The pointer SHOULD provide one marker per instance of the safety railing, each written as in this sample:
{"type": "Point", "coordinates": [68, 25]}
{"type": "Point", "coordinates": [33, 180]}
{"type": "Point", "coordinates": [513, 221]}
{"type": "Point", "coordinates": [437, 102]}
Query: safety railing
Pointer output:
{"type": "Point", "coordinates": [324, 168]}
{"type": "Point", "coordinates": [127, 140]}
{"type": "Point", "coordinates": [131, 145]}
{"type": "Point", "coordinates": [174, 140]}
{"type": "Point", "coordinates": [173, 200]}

--- Try it ---
Every entry must be duplicated exactly as it stands.

--- Written solution ---
The pointer SHOULD provide one marker per instance of the safety railing, each written as in this sample:
{"type": "Point", "coordinates": [68, 25]}
{"type": "Point", "coordinates": [33, 180]}
{"type": "Point", "coordinates": [513, 221]}
{"type": "Point", "coordinates": [437, 102]}
Query: safety railing
Pointer output:
{"type": "Point", "coordinates": [324, 168]}
{"type": "Point", "coordinates": [127, 140]}
{"type": "Point", "coordinates": [131, 145]}
{"type": "Point", "coordinates": [174, 140]}
{"type": "Point", "coordinates": [173, 200]}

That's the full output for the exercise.